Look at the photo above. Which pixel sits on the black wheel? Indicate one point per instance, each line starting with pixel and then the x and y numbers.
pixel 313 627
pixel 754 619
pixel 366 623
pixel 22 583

YOUR OBJECTIVE:
In your answer, repeat each line of the material word for word.

RESPONSE BELOW:
Look at the photo above. Which pixel sits on the black wheel? Indicate one point per instance, each line starting with pixel and then the x and y numbers.
pixel 313 627
pixel 754 619
pixel 366 623
pixel 22 583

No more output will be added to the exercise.